Text shown:
[Swift-devel] swift problem?

Veronika V. Nefedova nefedova at mcs.anl.gov
Wed Mar 21 18:14:39 CDT 2007


You want me to cancel the whole job and then restart it?

At 05:37 PM 3/21/2007, Mihael Hategan wrote:
>On Wed, 2007-03-21 at 17:32 -0500, Veronika V. Nefedova wrote:
> >  I am not sure what I should look for. I have several hundreds of gram
> > logs -- I checked a few of them and they looked normal (all
> > approximately the same size). I also didn't see any stderr in my
> > outputs (usually when the job is killed you get some kind of GRAM
> > and/or PBS error in stderr.txt file)...
> >
> > The number of jobs in the queue are decreasing
>
>The fact that the number of jobs in the queue is decreasing doesn't mean
>that Swift knows about it.
>Can you add
>"log4j.logger.org.globus.cog.abstraction.impl.common.task.TaskImpl=DEBUG" 
>in log4j.properties and try it again?
>
>Mihael
>
> > -- i.e. the jobs are finishing and nothing new is submitted...
> >
> > Nika
> >
> > At 05:16 PM 3/21/2007, Mihael Hategan wrote:
> > > I've never seen this error before, but it's coming from the GRAM
> > > service. It's not the reason why more jobs were not submitted
> > > properly,
> > > but it may be related to it. My guess is that something happened on
> > > the
> > > server side that caused most jobs to not send notifications and some
> > > (or
> > > one) to fail in that way, and Swift thinks most of these jobs are
> > > still
> > > running.

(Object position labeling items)
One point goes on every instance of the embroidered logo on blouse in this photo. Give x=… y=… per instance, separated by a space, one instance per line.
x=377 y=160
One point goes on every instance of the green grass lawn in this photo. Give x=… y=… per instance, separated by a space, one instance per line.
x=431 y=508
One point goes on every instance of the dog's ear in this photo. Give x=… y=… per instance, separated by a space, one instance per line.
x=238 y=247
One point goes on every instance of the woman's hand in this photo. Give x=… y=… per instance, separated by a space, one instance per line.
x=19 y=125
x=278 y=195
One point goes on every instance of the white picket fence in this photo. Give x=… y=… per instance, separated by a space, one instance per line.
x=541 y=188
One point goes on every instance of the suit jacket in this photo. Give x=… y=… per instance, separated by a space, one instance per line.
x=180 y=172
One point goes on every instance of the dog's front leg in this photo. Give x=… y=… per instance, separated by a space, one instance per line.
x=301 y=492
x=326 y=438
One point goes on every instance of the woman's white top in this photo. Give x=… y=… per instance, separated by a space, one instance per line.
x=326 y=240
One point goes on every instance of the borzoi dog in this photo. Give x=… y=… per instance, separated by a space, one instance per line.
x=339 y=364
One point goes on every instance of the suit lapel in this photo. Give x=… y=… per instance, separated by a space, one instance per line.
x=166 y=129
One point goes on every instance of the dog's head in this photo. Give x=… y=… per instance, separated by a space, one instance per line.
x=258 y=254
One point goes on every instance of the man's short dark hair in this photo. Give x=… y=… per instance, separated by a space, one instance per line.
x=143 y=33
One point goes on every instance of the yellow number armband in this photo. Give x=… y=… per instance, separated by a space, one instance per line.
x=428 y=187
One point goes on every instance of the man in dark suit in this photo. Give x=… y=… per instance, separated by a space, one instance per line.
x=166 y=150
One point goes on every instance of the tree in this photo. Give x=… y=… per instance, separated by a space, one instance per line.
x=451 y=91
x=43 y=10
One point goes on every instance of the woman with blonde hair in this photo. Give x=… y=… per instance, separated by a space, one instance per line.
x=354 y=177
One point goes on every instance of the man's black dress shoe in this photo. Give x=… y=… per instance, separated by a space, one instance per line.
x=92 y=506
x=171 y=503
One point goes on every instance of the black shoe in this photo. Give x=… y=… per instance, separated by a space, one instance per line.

---

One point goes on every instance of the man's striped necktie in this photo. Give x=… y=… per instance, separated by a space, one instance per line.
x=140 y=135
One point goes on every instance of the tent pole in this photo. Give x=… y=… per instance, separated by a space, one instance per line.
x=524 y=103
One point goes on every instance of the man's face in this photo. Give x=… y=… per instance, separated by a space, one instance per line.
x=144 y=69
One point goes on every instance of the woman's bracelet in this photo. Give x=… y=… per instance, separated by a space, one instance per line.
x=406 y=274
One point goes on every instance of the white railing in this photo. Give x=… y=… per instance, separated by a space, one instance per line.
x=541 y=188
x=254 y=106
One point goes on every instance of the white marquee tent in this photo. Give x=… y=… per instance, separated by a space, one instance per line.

Set task:
In the Swift mailing-list thread, what does Mihael say the error is coming from?

Solution for this exercise:
The GRAM service.